-- Start of TEXT TO READ --
Monday, December 2, 2019

Home of the Old Machinery Museum

I presume you are unaware of the existence of Mondovi, Wisconsin, up in Buffalo County. That’s about to change. Because in the year 1879, onetime resident Menzus Raynard Bump (May 28, 1838 – May 6, 1913) was a member of the Wisconsin State Assembly. Menzus R. Bump. He alone makes Mondovi worthy of note. But wait! It gets better. Also in 1879 (while Bump served  as a Representative),  Dutee A. Whelan was born in Mondovi. And Dutee A. Whelan grew up to be… a Wisconsin State Representative. Bump and Whelan. Two names that shall be forever linked in our memories.

Monday, November 25, 2019

Lives of the Philosophers, Pt. 7

Georg Wilhelm Friedrich Hegel was called Wilhelm at home because his father and grandfather were also Georg. This is the only thing about him I’m pretty sure I understand. I’m okay with that, since his work is used to justify so many opposing philosophies (Marxism, fascism, liberalism, conservatism, Lutheranism, idealism, logical positivism) that if any of them is right everybody else has him wrong. Maybe they all do. This is the guy who said “Sein und Nichts sei dasselbe,” which I think means that existence and its absence are the same thing. So, plenty of wiggle room for different interpretations.

Monday, November 18, 2019

Deadly Pencils of Yesteryear

See, you think you’ve totally exhausted a topic and then a new and exciting avenue of inquiry opens up and you’re inundated with a welcome flood of useless knowledge. I was considering how old-timey telegraph guys were always shown licking their pencils and I remembered a thing my dad had called an indelible pencil. I looked that up and what it is is there’s dye mixed into the pencil lead and you can wet it and it soaks into the paper and you can’t erase it. They’re rarely used now for two reasons: We got ballpoints. The dye was poison.
-- End of TEXT TO READ --
▶ **GIVEN REQUEST**
Reproduce the blog posts word for word between "Monday, November 25, 2019" and "for different interpretations.", inclusive. The records that come next are unrelated to the blog posts.
-- Start of DATA --
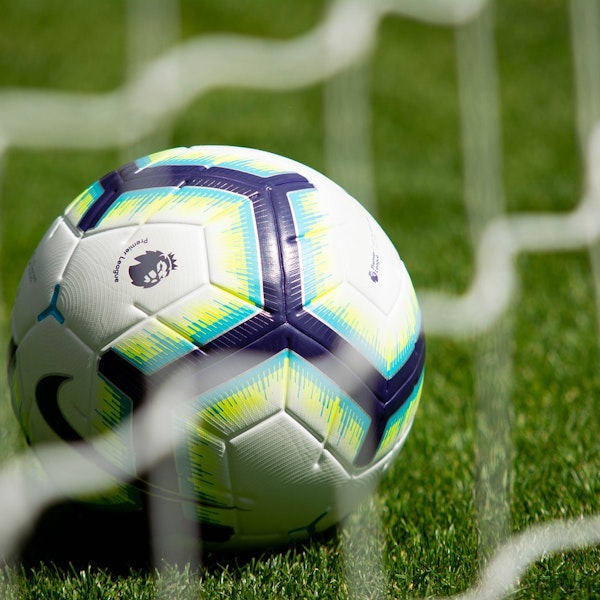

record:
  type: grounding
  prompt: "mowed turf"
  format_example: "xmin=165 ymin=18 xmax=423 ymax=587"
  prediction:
xmin=0 ymin=0 xmax=600 ymax=599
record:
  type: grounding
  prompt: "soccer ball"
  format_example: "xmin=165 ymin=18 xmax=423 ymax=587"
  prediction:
xmin=9 ymin=146 xmax=425 ymax=548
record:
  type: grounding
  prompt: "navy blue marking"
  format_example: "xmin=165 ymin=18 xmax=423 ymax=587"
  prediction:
xmin=84 ymin=164 xmax=425 ymax=465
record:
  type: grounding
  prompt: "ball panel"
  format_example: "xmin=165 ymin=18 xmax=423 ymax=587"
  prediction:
xmin=187 ymin=352 xmax=288 ymax=439
xmin=15 ymin=318 xmax=97 ymax=442
xmin=205 ymin=198 xmax=264 ymax=307
xmin=9 ymin=146 xmax=424 ymax=548
xmin=374 ymin=373 xmax=423 ymax=462
xmin=158 ymin=285 xmax=261 ymax=346
xmin=145 ymin=146 xmax=294 ymax=177
xmin=58 ymin=224 xmax=208 ymax=350
xmin=111 ymin=319 xmax=196 ymax=375
xmin=64 ymin=181 xmax=104 ymax=227
xmin=286 ymin=352 xmax=371 ymax=469
xmin=11 ymin=218 xmax=79 ymax=344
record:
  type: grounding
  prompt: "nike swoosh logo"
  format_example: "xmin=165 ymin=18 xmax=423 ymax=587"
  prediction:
xmin=35 ymin=375 xmax=236 ymax=516
xmin=35 ymin=375 xmax=84 ymax=442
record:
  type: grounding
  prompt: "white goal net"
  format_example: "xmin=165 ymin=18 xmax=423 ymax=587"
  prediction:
xmin=0 ymin=0 xmax=600 ymax=598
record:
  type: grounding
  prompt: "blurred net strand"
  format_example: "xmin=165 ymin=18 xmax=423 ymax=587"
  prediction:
xmin=0 ymin=0 xmax=600 ymax=598
xmin=0 ymin=0 xmax=485 ymax=149
xmin=436 ymin=515 xmax=600 ymax=600
xmin=455 ymin=2 xmax=514 ymax=565
xmin=569 ymin=0 xmax=600 ymax=340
-- End of DATA --
▶ **FINISHED TASK**
Monday, November 25, 2019

Lives of the Philosophers, Pt. 7

Georg Wilhelm Friedrich Hegel was called Wilhelm at home because his father and grandfather were also Georg. This is the only thing about him I’m pretty sure I understand. I’m okay with that, since his work is used to justify so many opposing philosophies (Marxism, fascism, liberalism, conservatism, Lutheranism, idealism, logical positivism) that if any of them is right everybody else has him wrong. Maybe they all do. This is the guy who said “Sein und Nichts sei dasselbe,” which I think means that existence and its absence are the same thing. So, plenty of wiggle room for different interpretations.